>> Start Data listing
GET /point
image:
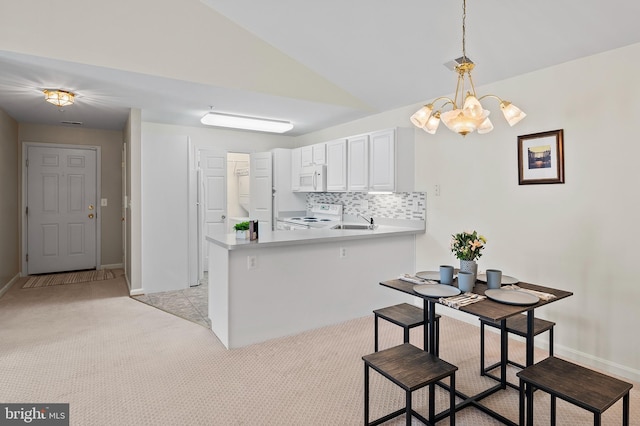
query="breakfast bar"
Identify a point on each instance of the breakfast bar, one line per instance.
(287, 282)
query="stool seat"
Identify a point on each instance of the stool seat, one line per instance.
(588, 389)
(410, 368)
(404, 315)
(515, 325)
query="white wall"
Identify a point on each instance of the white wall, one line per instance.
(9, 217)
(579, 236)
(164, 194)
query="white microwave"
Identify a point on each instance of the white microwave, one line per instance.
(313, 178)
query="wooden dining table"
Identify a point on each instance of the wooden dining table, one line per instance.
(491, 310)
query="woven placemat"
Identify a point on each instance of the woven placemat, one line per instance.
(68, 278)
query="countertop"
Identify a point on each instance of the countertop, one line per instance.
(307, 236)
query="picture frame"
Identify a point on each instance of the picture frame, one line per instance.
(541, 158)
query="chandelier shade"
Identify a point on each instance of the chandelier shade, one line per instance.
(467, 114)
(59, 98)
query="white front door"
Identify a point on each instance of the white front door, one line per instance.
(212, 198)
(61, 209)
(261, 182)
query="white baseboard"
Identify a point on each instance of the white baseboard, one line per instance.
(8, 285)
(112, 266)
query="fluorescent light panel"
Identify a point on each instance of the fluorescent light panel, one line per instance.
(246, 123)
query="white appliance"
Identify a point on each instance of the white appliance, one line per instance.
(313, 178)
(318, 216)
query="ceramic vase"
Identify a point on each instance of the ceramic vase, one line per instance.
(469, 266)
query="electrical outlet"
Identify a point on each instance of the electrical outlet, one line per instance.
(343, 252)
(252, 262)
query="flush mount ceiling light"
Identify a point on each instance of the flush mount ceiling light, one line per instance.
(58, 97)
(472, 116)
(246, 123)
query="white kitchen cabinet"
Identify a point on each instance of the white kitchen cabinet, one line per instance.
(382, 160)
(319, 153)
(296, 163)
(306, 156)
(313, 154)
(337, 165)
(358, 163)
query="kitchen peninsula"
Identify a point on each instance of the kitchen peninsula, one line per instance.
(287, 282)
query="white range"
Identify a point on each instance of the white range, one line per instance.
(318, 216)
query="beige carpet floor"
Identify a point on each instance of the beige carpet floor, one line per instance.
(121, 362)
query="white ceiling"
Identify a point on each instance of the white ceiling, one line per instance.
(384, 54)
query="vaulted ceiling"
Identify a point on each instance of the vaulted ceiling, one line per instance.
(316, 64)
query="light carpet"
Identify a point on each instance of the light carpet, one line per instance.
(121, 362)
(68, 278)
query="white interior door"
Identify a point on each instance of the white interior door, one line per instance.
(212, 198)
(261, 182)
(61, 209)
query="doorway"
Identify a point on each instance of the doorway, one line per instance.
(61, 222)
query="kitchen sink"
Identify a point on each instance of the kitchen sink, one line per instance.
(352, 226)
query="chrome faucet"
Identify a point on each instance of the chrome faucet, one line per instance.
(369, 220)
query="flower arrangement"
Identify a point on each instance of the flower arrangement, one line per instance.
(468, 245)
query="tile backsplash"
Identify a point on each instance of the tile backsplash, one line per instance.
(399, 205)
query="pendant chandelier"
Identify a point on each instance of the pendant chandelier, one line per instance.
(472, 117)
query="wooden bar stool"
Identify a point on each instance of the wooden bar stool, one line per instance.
>> End Data listing
• Exercise: Your task is to set down the records shown above exactly, minus any pictures.

• Solution:
GET /point
image:
query="breakfast bar"
Identify a point on each instance of the breakfast bar, one line per instance.
(287, 282)
query="stool seat"
Identify a point on each instance of the stool seat, one line per instance.
(588, 389)
(410, 368)
(404, 315)
(515, 325)
query="white wall"
Identify a point on each instance of the white wall, one line per instance.
(9, 217)
(579, 236)
(164, 194)
query="white microwave"
Identify a point on each instance of the white microwave, one line per instance.
(313, 178)
query="wooden dining table"
Identify a point on each instance of the wooden dining table, one line per instance.
(491, 310)
query="woven placemat"
Identify a point on each instance of the woven placemat, one line per instance.
(68, 278)
query="countertop"
Identify a point on each instance of the countertop, one line per instance.
(307, 236)
query="picture frame"
Identify a point on each instance of the picture frame, one line per instance.
(541, 158)
query="chandelier shade"
Identify a point on each instance of the chandelier shade, one line per instance.
(467, 114)
(59, 98)
query="white front door"
Identify a point on each instance of the white front door, one line per instance.
(212, 198)
(61, 209)
(261, 182)
query="white baseboard"
Identify a point on each instance of the white baseboard, one line per instance.
(8, 285)
(112, 266)
query="fluorescent light panel"
Identify a point on each instance of the fluorescent light panel, one line per instance.
(246, 123)
query="white appliance"
Identify a point on each instance of the white appliance, one line per instance.
(313, 178)
(318, 216)
query="ceramic vase"
Identify a point on each instance of the ceramic vase, one line per instance.
(469, 266)
query="electrical outlet"
Identify a point on each instance of the electrical outlet, one line per instance.
(343, 252)
(252, 262)
query="flush mount ceiling light"
Identify a point on each instance of the flush mount ceiling light, one line per instance.
(58, 97)
(472, 116)
(246, 123)
query="white kitchen cabinet"
Identify a point on each instance of the white kitchen cabinet, one line per instance.
(382, 160)
(319, 153)
(296, 163)
(306, 156)
(313, 154)
(337, 165)
(358, 163)
query="kitchen peninsula"
Identify a point on each instance of the kitchen peninsula, one line per instance.
(287, 282)
query="white range"
Identify a point on each instance of the white range, one line per instance.
(318, 216)
query="beige carpet floor"
Identify a point on each instance of the beige carpet floor, one line per instance.
(121, 362)
query="white ceiling"
Identify a point on each instance of the white ceiling, one line per instance.
(384, 54)
query="vaulted ceiling"
Identify a point on each instance of the vaulted ceiling, one line per instance.
(316, 64)
query="light carpet"
Identify a point on each instance of the light carpet, one line per instance.
(121, 362)
(68, 278)
query="white interior door"
Identify a point on each instance of the white interior door, one line per instance.
(212, 198)
(261, 182)
(61, 209)
query="doorway"
Identify a point on each instance of the doorway, one line per instance.
(61, 222)
query="kitchen sink"
Identify a point on each instance of the kitchen sink, one line per instance.
(352, 226)
query="chrome faucet"
Identify a point on each instance of the chrome faucet, one line per instance.
(369, 220)
query="flower arrangement"
Identify a point on each instance of the flower arrangement, one line per instance.
(468, 245)
query="tile backsplash"
Identify a point on each instance of the tile backsplash, one line per instance.
(399, 205)
query="pendant chandelier"
Identify a point on each instance of the pendant chandelier, one line per instance.
(472, 117)
query="wooden bar stool"
Identify a point on each instance of the wooden bar stool, one line per instance.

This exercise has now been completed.